● **Required action**
In the article about veteran Joseph Gluvna, on what date did he write his handwritten letter to George W. Bush?

● **Page excerpt**
BEGIN

At the dining room table of this modest Penn Hills home, Joseph Gluvna has convened the relevant documents with the kind of reflexive precision you acquire from having given 21 years of decorated military service to your country.
Principally, it was correspondence he was showing me. Letters to state and federal representatives, to both Pennsylvania senators, and responses from both them and the various bureaucracies to whom a 54-year-old veteran with service-related hearing loss is still somehow required to genuflect.
But this is mostly about a five-page handwritten letter to George W. Bush he wrote here Feb. 8. Five pages starting "Dear Mr. President" from a military man with 10 years of active duty and 11 in the reserves to his Commander-in-Chief. Five pages on his grave concerns for those in service now, on the viability of the Iraqi operation, on America's role in global politics, on the difficulties faced by veterans in getting benefits due them, and on a half-dozen other salient points. Five pages that sit on his table and agitate him like little else, mostly because they represent too great an effort. Too great an effort for a guy working the afternoon shift at the North Side post office to have exerted on a government that develops its own selective hearing loss on any number of issues, and particularly to the voices of America's veterans.

END

● **Data extract**
BEGIN

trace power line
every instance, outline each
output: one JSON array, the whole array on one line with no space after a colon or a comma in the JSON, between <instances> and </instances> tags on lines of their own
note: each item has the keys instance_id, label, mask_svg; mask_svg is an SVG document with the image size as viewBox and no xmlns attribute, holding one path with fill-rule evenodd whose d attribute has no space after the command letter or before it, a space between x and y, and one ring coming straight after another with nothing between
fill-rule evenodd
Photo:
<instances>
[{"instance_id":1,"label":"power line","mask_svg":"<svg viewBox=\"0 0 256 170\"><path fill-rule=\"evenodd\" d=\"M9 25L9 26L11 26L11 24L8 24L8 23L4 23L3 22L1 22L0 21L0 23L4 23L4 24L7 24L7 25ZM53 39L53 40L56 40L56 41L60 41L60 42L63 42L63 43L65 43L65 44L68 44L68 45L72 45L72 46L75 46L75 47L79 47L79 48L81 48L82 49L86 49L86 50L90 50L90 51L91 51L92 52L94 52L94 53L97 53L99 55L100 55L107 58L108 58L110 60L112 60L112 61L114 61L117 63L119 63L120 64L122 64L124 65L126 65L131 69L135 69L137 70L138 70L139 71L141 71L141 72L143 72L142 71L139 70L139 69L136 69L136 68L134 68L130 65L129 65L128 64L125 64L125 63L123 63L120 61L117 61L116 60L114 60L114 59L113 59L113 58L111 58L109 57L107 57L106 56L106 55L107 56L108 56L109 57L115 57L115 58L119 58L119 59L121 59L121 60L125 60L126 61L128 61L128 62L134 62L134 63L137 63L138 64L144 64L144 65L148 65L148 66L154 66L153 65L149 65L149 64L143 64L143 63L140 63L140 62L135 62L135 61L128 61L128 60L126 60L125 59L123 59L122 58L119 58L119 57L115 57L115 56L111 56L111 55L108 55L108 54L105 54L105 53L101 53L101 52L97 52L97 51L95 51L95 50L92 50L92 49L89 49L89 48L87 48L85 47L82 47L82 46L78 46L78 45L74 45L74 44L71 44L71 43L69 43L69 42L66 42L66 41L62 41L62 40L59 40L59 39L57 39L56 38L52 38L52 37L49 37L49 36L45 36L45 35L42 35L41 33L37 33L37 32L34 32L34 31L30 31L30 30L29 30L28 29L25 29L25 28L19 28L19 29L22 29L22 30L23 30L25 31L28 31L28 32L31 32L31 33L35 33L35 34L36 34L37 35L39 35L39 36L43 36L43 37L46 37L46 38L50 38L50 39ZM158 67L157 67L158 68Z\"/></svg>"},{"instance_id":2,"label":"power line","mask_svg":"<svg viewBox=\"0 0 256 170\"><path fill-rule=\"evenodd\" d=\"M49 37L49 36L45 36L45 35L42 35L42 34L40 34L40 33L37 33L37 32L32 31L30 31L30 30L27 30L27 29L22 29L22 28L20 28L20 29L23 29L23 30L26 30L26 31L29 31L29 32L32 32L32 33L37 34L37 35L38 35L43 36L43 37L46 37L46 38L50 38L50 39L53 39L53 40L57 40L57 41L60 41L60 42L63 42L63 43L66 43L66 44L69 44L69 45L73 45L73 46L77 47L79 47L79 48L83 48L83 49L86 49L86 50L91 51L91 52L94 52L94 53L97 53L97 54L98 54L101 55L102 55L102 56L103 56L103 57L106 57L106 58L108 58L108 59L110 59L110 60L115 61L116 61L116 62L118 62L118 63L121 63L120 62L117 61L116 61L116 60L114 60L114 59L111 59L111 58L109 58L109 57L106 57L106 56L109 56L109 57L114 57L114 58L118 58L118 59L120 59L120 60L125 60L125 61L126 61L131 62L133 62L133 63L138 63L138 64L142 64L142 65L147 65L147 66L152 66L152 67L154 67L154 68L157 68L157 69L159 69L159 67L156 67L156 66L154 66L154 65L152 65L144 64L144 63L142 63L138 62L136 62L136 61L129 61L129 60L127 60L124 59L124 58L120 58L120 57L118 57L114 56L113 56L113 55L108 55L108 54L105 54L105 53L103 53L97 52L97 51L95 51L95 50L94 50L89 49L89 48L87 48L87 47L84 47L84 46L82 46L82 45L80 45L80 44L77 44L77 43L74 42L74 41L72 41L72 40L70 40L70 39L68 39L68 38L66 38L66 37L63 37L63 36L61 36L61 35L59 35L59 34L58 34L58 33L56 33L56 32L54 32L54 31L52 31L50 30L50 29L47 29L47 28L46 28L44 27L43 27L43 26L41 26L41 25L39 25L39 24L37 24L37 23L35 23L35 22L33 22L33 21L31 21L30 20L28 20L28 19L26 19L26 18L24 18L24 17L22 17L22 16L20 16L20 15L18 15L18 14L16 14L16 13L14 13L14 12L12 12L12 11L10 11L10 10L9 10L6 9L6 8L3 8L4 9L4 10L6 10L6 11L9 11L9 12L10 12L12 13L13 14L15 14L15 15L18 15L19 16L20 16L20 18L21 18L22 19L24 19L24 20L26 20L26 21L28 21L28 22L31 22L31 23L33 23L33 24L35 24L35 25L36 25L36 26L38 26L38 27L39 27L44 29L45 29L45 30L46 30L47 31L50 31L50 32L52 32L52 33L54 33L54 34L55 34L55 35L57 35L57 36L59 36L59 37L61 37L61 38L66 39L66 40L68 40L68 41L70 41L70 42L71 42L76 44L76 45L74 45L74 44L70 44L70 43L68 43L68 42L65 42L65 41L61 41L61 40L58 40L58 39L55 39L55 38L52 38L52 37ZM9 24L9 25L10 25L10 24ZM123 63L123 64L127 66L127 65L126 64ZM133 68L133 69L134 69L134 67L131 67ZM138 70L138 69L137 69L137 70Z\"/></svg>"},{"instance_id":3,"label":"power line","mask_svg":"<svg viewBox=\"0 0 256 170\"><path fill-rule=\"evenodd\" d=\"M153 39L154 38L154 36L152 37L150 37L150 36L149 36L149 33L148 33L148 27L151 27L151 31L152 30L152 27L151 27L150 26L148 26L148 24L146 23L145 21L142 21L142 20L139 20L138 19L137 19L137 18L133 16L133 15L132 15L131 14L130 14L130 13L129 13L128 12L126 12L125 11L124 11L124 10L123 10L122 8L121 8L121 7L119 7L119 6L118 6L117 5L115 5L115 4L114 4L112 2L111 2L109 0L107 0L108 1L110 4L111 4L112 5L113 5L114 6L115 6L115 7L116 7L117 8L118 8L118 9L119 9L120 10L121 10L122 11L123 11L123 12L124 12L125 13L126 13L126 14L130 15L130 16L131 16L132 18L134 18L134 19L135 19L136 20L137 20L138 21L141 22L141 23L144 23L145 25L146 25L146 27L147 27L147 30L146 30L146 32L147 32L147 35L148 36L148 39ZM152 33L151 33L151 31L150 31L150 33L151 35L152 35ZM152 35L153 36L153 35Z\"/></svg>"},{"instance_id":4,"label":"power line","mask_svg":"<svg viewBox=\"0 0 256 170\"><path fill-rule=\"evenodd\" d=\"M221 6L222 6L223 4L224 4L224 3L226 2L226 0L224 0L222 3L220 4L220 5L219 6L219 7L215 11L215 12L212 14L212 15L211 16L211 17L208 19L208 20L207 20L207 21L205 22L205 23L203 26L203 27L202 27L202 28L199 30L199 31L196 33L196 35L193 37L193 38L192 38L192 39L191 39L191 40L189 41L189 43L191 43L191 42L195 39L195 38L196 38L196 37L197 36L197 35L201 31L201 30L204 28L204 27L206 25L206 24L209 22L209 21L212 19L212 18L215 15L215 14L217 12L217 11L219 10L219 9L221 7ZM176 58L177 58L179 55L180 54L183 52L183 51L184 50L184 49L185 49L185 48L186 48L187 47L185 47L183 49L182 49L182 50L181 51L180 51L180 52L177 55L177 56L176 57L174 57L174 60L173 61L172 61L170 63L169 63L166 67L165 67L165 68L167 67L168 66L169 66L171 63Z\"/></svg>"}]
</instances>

END

● **Task output**
Feb. 8